REQUIREMENTS
Reproduce word for word the lines of the records from the one containing "Locate the jean" through the last line of the records, inclusive.

** Start **

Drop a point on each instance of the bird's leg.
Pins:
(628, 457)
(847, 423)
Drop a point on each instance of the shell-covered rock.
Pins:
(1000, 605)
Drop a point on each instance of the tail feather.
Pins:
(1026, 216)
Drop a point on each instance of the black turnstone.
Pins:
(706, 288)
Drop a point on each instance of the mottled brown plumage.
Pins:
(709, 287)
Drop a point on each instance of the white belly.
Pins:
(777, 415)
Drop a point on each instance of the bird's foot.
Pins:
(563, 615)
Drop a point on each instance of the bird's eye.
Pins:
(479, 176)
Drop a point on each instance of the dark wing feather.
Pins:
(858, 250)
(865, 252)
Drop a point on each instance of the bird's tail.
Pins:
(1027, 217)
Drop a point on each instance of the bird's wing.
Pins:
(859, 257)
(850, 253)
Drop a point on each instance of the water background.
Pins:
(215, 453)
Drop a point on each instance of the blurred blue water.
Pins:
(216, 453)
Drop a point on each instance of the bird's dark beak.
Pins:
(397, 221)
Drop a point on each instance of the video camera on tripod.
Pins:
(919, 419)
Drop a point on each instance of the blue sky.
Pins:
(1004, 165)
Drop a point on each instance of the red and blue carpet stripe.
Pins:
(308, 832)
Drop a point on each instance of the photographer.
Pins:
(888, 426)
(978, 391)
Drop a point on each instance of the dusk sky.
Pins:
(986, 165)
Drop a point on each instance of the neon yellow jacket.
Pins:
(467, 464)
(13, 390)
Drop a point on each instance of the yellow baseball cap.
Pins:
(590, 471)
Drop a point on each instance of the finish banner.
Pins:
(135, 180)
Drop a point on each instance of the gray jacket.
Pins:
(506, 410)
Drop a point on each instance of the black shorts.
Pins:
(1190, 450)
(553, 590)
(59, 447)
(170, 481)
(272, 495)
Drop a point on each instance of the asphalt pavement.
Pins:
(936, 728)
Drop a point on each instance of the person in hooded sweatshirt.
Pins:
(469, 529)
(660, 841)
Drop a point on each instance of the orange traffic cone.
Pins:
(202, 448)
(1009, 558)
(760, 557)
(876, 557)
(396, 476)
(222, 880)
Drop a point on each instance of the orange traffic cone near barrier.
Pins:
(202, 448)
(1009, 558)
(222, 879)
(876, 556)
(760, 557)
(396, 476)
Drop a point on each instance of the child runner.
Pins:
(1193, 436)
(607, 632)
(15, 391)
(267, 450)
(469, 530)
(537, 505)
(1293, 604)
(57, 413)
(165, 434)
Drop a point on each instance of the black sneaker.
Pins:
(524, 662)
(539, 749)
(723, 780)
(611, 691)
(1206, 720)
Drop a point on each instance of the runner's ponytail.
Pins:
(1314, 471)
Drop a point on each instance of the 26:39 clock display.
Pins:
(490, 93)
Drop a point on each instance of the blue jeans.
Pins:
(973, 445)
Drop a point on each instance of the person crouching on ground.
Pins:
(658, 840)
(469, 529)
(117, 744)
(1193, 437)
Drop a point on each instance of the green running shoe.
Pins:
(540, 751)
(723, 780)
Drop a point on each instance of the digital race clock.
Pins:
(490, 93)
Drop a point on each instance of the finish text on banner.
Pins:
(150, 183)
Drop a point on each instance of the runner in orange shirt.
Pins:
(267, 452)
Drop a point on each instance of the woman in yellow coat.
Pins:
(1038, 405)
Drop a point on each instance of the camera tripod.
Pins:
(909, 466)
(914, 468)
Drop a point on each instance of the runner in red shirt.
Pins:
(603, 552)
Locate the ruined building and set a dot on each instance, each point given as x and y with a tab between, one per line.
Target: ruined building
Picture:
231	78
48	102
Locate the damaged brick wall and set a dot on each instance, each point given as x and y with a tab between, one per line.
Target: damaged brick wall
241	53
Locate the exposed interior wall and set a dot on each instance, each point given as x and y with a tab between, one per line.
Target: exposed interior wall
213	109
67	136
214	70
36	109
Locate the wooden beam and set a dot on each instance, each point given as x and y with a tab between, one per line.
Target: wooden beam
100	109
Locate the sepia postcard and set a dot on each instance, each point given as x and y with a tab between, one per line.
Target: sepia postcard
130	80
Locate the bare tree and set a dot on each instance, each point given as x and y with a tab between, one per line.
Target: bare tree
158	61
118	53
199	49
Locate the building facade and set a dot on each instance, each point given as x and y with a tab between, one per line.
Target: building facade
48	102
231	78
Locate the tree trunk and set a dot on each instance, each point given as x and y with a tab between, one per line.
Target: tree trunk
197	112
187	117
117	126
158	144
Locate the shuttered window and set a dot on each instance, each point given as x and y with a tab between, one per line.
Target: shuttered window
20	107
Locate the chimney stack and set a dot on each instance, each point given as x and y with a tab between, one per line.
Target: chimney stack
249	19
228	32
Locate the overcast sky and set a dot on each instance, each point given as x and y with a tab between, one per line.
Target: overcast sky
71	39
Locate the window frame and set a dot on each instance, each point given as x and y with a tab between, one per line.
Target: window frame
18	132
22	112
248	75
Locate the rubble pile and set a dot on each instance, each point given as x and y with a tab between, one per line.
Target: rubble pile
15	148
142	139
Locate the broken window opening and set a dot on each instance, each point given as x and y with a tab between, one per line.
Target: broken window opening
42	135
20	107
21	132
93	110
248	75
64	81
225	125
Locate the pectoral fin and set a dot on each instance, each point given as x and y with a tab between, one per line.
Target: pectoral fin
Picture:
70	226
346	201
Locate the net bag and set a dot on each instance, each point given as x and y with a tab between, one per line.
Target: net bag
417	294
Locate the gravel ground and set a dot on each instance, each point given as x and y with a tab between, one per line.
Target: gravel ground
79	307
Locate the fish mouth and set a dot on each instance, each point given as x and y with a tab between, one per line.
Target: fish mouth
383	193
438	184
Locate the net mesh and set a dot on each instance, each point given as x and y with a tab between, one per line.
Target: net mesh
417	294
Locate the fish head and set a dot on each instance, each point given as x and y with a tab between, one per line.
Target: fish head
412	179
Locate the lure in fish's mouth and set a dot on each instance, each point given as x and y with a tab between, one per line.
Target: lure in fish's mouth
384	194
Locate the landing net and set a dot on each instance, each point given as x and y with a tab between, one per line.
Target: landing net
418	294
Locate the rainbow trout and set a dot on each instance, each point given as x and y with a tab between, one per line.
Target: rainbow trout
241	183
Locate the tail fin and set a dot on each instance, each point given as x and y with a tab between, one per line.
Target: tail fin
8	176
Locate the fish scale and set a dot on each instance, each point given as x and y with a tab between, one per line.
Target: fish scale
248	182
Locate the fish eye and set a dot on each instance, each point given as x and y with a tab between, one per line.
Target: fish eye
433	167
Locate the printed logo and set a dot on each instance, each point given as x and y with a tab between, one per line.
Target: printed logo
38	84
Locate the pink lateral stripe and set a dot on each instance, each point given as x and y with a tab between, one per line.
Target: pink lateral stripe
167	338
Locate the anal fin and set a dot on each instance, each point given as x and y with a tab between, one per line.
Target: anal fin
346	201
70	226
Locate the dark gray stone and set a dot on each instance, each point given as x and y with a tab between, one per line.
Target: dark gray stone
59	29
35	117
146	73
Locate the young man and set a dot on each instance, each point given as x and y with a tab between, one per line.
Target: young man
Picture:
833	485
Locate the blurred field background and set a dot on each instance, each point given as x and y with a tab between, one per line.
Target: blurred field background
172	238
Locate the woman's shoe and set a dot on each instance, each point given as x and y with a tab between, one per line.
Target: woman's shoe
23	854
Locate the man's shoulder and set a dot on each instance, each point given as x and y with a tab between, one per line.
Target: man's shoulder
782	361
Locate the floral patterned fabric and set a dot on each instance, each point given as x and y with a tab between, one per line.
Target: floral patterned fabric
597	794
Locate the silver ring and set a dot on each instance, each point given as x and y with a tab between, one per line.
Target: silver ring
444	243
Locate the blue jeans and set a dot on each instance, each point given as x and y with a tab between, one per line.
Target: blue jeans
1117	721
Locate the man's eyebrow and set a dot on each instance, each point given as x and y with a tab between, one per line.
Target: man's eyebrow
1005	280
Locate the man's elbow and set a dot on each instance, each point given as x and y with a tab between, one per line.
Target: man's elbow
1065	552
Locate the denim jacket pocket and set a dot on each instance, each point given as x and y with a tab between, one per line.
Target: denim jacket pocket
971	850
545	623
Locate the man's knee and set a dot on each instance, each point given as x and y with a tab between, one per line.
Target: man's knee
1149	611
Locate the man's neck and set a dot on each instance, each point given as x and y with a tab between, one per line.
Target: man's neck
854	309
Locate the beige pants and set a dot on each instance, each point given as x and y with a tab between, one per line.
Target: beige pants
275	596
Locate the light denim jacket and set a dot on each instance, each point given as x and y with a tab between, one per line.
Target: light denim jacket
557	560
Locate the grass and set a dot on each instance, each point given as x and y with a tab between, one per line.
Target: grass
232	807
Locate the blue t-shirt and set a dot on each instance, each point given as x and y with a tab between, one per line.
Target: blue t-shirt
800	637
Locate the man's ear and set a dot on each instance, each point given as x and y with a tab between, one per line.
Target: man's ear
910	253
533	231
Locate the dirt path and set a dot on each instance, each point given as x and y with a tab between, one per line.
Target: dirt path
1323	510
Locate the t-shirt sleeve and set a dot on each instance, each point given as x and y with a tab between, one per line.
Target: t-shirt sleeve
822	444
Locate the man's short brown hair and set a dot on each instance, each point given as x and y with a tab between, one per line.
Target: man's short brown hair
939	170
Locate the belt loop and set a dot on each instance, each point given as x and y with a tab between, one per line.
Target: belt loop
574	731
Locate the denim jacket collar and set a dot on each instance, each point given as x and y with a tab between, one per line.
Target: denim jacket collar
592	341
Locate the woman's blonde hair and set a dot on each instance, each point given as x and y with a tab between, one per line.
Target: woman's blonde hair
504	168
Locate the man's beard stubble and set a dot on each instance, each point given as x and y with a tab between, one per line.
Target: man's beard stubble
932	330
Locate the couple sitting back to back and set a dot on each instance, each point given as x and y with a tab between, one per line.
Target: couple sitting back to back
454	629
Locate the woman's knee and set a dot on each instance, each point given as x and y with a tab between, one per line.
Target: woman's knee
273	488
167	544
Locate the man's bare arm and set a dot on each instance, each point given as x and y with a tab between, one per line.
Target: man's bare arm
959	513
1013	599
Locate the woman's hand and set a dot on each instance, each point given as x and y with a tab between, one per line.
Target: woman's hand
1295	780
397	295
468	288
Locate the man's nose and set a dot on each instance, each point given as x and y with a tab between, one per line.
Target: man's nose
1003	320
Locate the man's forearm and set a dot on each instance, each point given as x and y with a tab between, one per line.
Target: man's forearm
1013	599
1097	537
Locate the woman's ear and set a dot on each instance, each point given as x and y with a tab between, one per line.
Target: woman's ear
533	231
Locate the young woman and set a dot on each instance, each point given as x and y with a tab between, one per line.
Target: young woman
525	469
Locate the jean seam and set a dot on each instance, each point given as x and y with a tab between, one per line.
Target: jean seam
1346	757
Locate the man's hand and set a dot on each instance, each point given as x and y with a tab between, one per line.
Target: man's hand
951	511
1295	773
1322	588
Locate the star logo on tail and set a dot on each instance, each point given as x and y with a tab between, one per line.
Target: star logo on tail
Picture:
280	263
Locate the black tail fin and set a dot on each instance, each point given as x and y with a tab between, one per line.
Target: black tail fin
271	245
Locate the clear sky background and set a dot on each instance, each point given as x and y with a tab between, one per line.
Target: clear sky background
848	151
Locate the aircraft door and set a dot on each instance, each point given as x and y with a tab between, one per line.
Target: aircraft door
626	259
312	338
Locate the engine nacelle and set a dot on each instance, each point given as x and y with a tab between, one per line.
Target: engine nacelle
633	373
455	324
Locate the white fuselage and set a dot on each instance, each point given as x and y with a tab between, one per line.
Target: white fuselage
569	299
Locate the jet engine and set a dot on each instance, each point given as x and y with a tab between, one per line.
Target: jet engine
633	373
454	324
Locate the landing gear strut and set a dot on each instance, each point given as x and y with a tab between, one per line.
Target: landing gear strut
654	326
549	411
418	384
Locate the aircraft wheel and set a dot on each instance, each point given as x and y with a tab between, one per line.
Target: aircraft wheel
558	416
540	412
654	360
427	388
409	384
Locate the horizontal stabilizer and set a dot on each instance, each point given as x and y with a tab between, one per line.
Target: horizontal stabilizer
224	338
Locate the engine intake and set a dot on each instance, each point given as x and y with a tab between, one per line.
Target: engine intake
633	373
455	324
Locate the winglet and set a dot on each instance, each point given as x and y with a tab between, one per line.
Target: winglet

** End **

SOLUTION TO THE EXERCISE
Locate the jean seam and set a dot on each instance, each point given as x and y with a tab between, one per line.
Target: jean seam
1346	757
Locate the man's hand and set a dot on each instance, each point given as x and y with a tab between, one per line.
Target: man's hand
951	511
1295	773
1322	588
Locate the star logo on tail and set a dot on each instance, each point given as x and y with a tab between, one per line.
Target: star logo on tail
Picture:
280	263
Locate the black tail fin and set a dot on each instance, each point given as x and y with a tab between, one per line.
Target: black tail fin
271	245
Locate the clear sky background and set a dot on each instance, each point given as x and y with a tab between, one per line.
Target: clear sky background
848	151
Locate the aircraft door and set a dot on each instance, each point given as x and y with a tab between, one per line.
Target: aircraft door
626	259
312	338
Locate the engine nacelle and set a dot on each instance, each point given as x and y with a tab between, one per line.
Target: engine nacelle
633	373
455	324
Locate the white fuselage and set a dot on each instance, each point given as x and y with a tab between, one per line.
Target: white fuselage
569	299
Locate the jet engine and set a dot on each instance, each point given as x and y with a tab between, one per line.
Target: jet engine
633	373
454	324
Locate the landing gear strut and set a dot on each instance, each point given as x and y with a tab between, one per line.
Target: landing gear strut
654	326
549	411
418	384
Locate the aircraft wheel and set a dot on each instance, each point given as x and y with a tab between, one per line.
Target: aircraft wheel
558	416
540	412
654	360
427	388
409	384
Locate the horizontal stabilizer and set a dot on each instance, each point given as x and y with a tab between, one per line.
Target: horizontal stabilizer
224	338
Locate the engine intake and set a dot on each instance, each point given as x and y with a tab between, one per line.
Target: engine intake
633	373
455	324
Locate the winglet and set a dot on each instance, each point given as x and y with a tab between, one per line.
Target: winglet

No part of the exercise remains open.